Given information —
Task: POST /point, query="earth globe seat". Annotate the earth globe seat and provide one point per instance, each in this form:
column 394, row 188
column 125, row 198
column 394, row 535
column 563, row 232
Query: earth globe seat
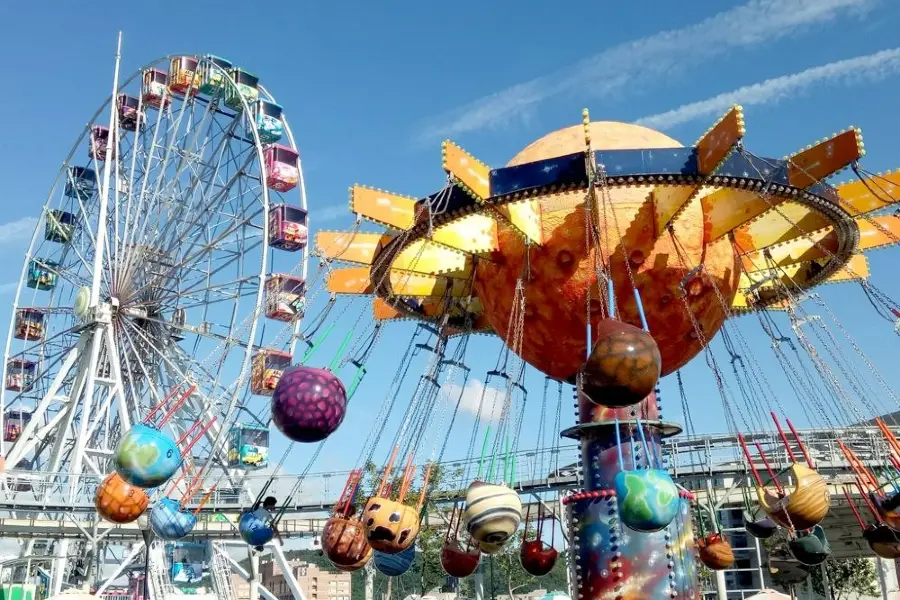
column 812, row 549
column 715, row 552
column 492, row 513
column 761, row 529
column 147, row 457
column 537, row 557
column 169, row 522
column 344, row 544
column 647, row 499
column 391, row 526
column 457, row 561
column 308, row 404
column 394, row 565
column 255, row 531
column 623, row 367
column 119, row 501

What to work on —
Produce an exact copy of each line of data, skipping embedded images.

Answer to this task —
Task: POST /point, query="earth globe seat". Annotate the earth globe seat and provide one point per instance, each in this form:
column 394, row 188
column 125, row 198
column 394, row 535
column 563, row 232
Query: earth globe seat
column 812, row 549
column 715, row 552
column 492, row 513
column 761, row 529
column 147, row 457
column 537, row 557
column 169, row 522
column 344, row 544
column 647, row 499
column 391, row 526
column 457, row 561
column 308, row 404
column 394, row 565
column 255, row 531
column 623, row 367
column 119, row 501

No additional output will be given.